_AIM:_
Can you reproduce each of the records below word for word, keeping every line as it stands?

_RECORDED INFORMATION:_
....................

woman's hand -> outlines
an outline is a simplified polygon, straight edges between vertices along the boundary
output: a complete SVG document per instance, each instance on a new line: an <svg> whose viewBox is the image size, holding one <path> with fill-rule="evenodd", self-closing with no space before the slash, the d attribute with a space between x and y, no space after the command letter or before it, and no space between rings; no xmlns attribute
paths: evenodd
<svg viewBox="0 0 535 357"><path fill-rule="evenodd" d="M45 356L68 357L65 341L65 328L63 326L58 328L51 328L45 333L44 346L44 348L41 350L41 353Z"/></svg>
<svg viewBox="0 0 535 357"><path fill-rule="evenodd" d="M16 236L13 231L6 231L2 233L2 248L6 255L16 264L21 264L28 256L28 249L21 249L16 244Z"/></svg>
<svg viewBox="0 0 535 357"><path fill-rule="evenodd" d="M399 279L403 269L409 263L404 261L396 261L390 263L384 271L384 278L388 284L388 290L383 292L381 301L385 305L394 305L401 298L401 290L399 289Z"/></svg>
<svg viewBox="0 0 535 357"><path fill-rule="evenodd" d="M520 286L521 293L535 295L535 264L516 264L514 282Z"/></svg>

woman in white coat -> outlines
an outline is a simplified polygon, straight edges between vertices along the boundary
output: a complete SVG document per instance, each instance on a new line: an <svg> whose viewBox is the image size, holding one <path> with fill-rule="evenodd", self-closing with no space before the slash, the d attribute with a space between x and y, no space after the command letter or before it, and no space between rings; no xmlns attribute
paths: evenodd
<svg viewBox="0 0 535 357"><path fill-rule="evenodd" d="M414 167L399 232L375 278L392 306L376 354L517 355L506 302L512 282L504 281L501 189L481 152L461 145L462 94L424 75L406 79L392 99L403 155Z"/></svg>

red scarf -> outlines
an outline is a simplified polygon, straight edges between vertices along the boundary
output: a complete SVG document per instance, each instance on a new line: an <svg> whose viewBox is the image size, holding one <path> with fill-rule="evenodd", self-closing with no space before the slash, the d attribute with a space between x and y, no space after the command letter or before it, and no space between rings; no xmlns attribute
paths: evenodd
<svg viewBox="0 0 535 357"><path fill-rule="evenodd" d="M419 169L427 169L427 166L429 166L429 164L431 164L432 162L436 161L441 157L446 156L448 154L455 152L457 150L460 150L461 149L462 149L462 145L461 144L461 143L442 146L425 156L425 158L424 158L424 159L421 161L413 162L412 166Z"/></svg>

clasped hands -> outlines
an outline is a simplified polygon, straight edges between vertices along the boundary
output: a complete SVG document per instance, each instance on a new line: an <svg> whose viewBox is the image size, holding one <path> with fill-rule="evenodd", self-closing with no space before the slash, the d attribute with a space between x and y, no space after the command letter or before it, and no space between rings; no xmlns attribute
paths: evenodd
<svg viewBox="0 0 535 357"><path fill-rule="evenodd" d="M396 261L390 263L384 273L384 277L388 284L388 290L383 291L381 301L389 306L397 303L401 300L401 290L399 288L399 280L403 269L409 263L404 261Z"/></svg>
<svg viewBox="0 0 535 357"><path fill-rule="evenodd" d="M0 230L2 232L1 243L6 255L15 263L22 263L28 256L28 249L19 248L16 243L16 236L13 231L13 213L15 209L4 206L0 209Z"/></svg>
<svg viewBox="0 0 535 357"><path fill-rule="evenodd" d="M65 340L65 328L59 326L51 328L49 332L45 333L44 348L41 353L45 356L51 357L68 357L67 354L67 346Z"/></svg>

....................

_WORKED ANSWER:_
woman's hand -> outlines
an outline is a simplified polygon, straight edges between vertices along the boundary
output: a complete SVG document per instance, each instance on a new line: an <svg> whose viewBox is the image size, holding one <path> with fill-rule="evenodd", self-closing with no space before the slash, the d attribute with a space between x and y, no space after the command letter or before it, and no space between rings; no xmlns attribute
paths: evenodd
<svg viewBox="0 0 535 357"><path fill-rule="evenodd" d="M45 356L68 357L65 341L65 328L63 326L58 328L51 328L45 333L44 346L44 348L41 350L41 353Z"/></svg>
<svg viewBox="0 0 535 357"><path fill-rule="evenodd" d="M16 236L13 231L6 231L2 233L2 248L6 255L16 264L21 264L28 256L28 249L21 249L16 244Z"/></svg>
<svg viewBox="0 0 535 357"><path fill-rule="evenodd" d="M399 279L403 269L409 263L404 261L396 261L390 263L384 271L384 278L388 284L388 290L383 292L381 301L385 305L394 305L401 298L401 290L399 289Z"/></svg>
<svg viewBox="0 0 535 357"><path fill-rule="evenodd" d="M520 286L521 293L535 295L535 264L516 264L514 282Z"/></svg>

woman in white coat -> outlines
an outline is a simplified polygon, straight edges between vertices along the boundary
output: a complete SVG document per instance, each instance on a new line: an <svg> whose viewBox is the image size, holding one <path> with fill-rule="evenodd", self-closing with no space before the slash, the d attribute with a space between x and y, no space after the command letter or before it, and no space between rings; no xmlns attribute
paths: evenodd
<svg viewBox="0 0 535 357"><path fill-rule="evenodd" d="M414 167L399 232L375 278L392 306L376 354L517 355L506 302L512 282L504 281L501 189L481 152L461 145L462 94L424 75L406 79L392 99L403 155Z"/></svg>

red scarf -> outlines
an outline is a simplified polygon, straight edges between vertices along the boundary
output: a complete SVG document per instance, each instance on a new line: an <svg> whose viewBox is the image size, holding one <path> with fill-rule="evenodd", self-closing with no space before the slash, the d attribute with a space between x and y, no space after the command letter or before it, and no space between rings; no xmlns attribute
paths: evenodd
<svg viewBox="0 0 535 357"><path fill-rule="evenodd" d="M419 169L427 169L427 166L429 166L429 164L431 164L432 162L436 161L441 157L446 156L448 154L455 152L457 150L460 150L461 149L462 149L462 145L461 144L461 143L442 146L425 156L425 158L424 158L424 159L421 161L413 162L412 166Z"/></svg>

clasped hands -> outlines
an outline is a simplified polygon, straight edges between vertices along the boundary
output: a complete SVG document per instance, each instance on a new line: an <svg> whose viewBox is the image size, holding one <path> with fill-rule="evenodd", self-closing with no space before the slash, the d attribute with a space between x and y, no space after the command letter or before it, and no space between rings; no xmlns attribute
paths: evenodd
<svg viewBox="0 0 535 357"><path fill-rule="evenodd" d="M396 261L390 263L384 273L384 277L388 284L388 290L383 291L381 301L389 306L397 303L401 300L401 290L399 288L399 280L403 269L409 263L404 261Z"/></svg>
<svg viewBox="0 0 535 357"><path fill-rule="evenodd" d="M0 230L2 232L1 243L6 255L15 263L22 263L28 256L28 249L19 248L16 243L16 236L13 231L13 213L15 209L4 206L0 209Z"/></svg>
<svg viewBox="0 0 535 357"><path fill-rule="evenodd" d="M65 340L65 328L59 326L51 328L49 332L45 333L44 348L41 353L45 356L51 357L68 357L67 354L67 346Z"/></svg>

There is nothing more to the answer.